STATED EXERCISE A.
Please lay out the entries starting at the line that contains "Return one point per instance of the man" and ending at the line that contains "[(912, 716)]" as a Markdown table with the columns Row and Line, leaving out blank lines.

TEXT.
┌────────

Memory

There are two main models of memory. The concrete model models memory as a an integer-indexed array of 2^32 or 2^64 words. The symbolic model models memory as an associative array from symbols (potentially infinite in number) to “cells”, arrays of words of various lengths. In Stroscot these models correspond to pointers and references respectively. Combinations of these can be made, for example the “quasi-concrete model” which uses a data type that starts out containing a reference, implements various arithmetic operations symbolically, but switches to a pointer once an integer address is requested. [KHM+15]

Value representation

We don’t consider memory a scarce resource, hence pure values can be created and destroyed as needed by the RTS. But the RTS allows controlling the in-memory representation with user-written code.

Bit = 0 | 1
MaskedBit = Bit | Masked
Word = {0..n} -> Bit
Addr = Word
MaskedWord = {0..n} -> MaskedBit
Store = Map Addr MaskedWord
Write = Alloc (Size,Align) (Addr -> Write) | Store
Read = Map Addr Word
Unpack a = Maybe Addr -> Read -> a
Object = (Write, Unpack a)
pack : a -> Object

The memory representation of a value is defined by an overloaded pack function. The result of pack is an object, a tuple containing how to write the value to memory and a matched unpack function to read the value back. Usually unpack will be a function pointer and Stroscot can use constant propagation to optimize it out of the object. In the worst case unpack captures the full value and Stroscot will use its default representation for the closure.

The write procedure may use only fixed/constant addresses or no addresses, in which case the unpack function doesn’t get an address. Otherwise the first allocation is considered the base address and is passed to unpack.

Allocations are finite contiguous arrays of bytes. They can be reallocated and moved/copied freely by the runtime, in which case it will run pack . unpack. Allocations are garbage collected, deallocated automatically when the cell is no longer used/accessible. Allocations have a mask of unused bits to allow making holes. For example 010 masked with 101 produces 0*0, spanning 3 bits but only using 2. The maask allows the runtime to use the masked bits for garbage collection purposes.

pack must always succeed. unpack can fail or succeed on data not produced by pack, the behavior is irrelevant. unpack should not depend on the value of any bits masked by pack.

For correctness we require \x -> let (w,u) = pack x in munge u w to be the identity function, for a suitable munging function. Using this constraint we can derive unpack from pack, or vice-versa, if the format isn’t too complicated.

Pointers

Pointers provide a low-level API for interfacing with the OS or other languages (mainly C), an unavoidable task in most programs. To use them you have to import the Pointer module.

Concept

A pointer is a numeric index into a global mutable array, Map Word (BitIdx -> Status). The statuses allow storing metadata. The array is indexed at the bit level because that’s the granularity Valgrind’s Memcheck uses, but most of the status will be the same for a byte or page. The status is an ADT .

└────────

SUPPLIED MATERIAL.
┌────────

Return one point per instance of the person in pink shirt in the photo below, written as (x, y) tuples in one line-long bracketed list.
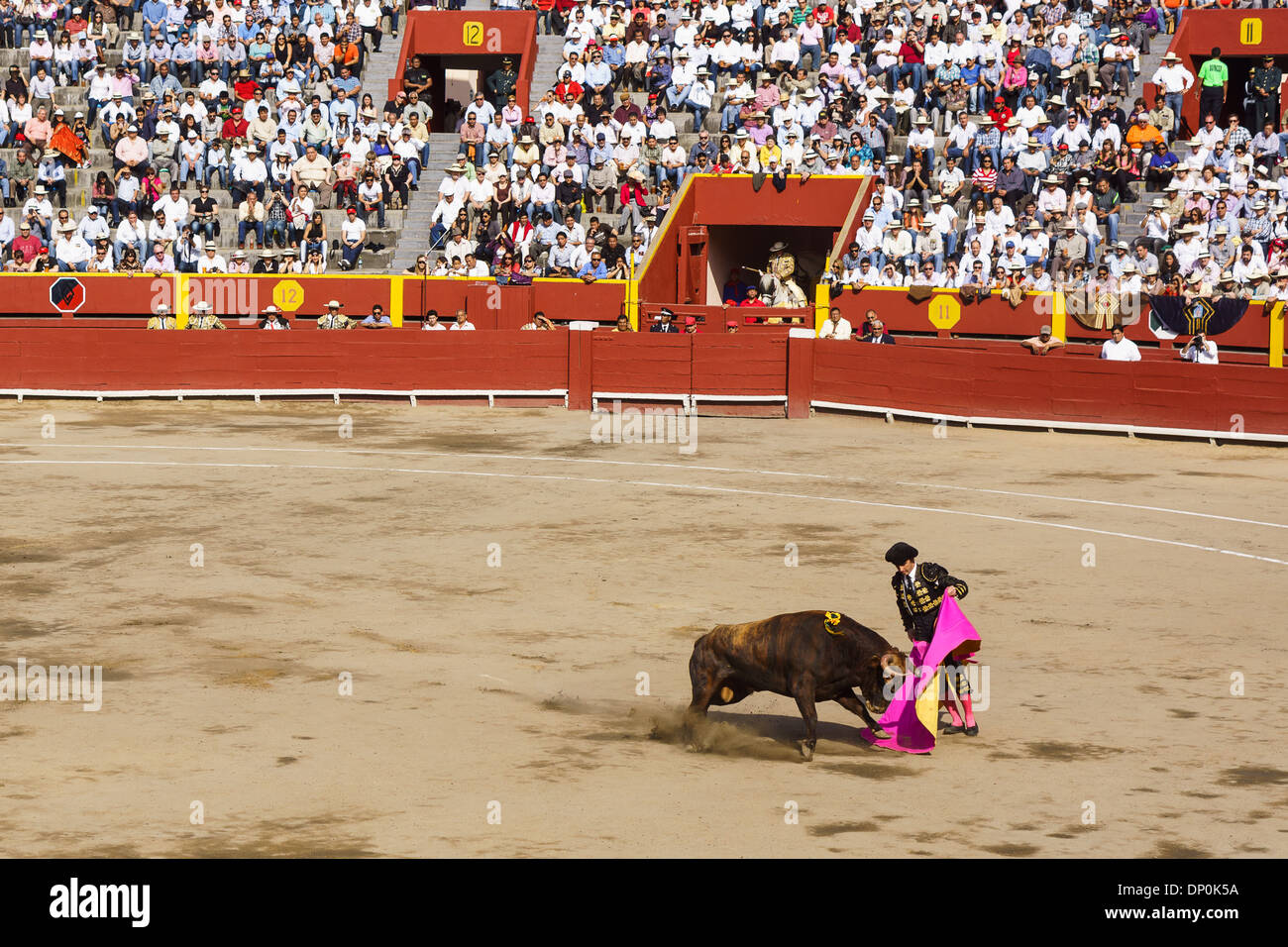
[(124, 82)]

└────────
┌────────

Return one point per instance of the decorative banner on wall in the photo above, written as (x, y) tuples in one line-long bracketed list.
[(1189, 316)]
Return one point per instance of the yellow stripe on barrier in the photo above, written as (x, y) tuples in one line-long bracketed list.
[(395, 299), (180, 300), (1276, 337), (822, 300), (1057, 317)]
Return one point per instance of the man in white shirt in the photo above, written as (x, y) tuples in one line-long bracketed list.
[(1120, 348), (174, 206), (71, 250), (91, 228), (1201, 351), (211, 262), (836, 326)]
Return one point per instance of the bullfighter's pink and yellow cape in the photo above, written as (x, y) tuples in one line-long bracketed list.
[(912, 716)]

└────────

STATED EXERCISE B.
Why does the memory text say the global array behind pointers is indexed at the bit level?

RESPONSE A.
| Row | Line |
|---|---|
| 1 | Return one point per instance of the man in white shirt in the photo above, written as (x, y) tuples in one line-long bracketed list. |
| 2 | [(1120, 348), (174, 206), (71, 250), (91, 228), (1201, 351), (211, 262), (836, 326)] |
| 3 | Return one point per instance of the bullfighter's pink and yellow cape in the photo above, written as (x, y) tuples in one line-long bracketed list. |
| 4 | [(912, 716)] |

RESPONSE B.
The array is indexed at the bit level because that is the granularity Valgrind's Memcheck uses. The text also notes that most of the status will still be the same for a byte or page.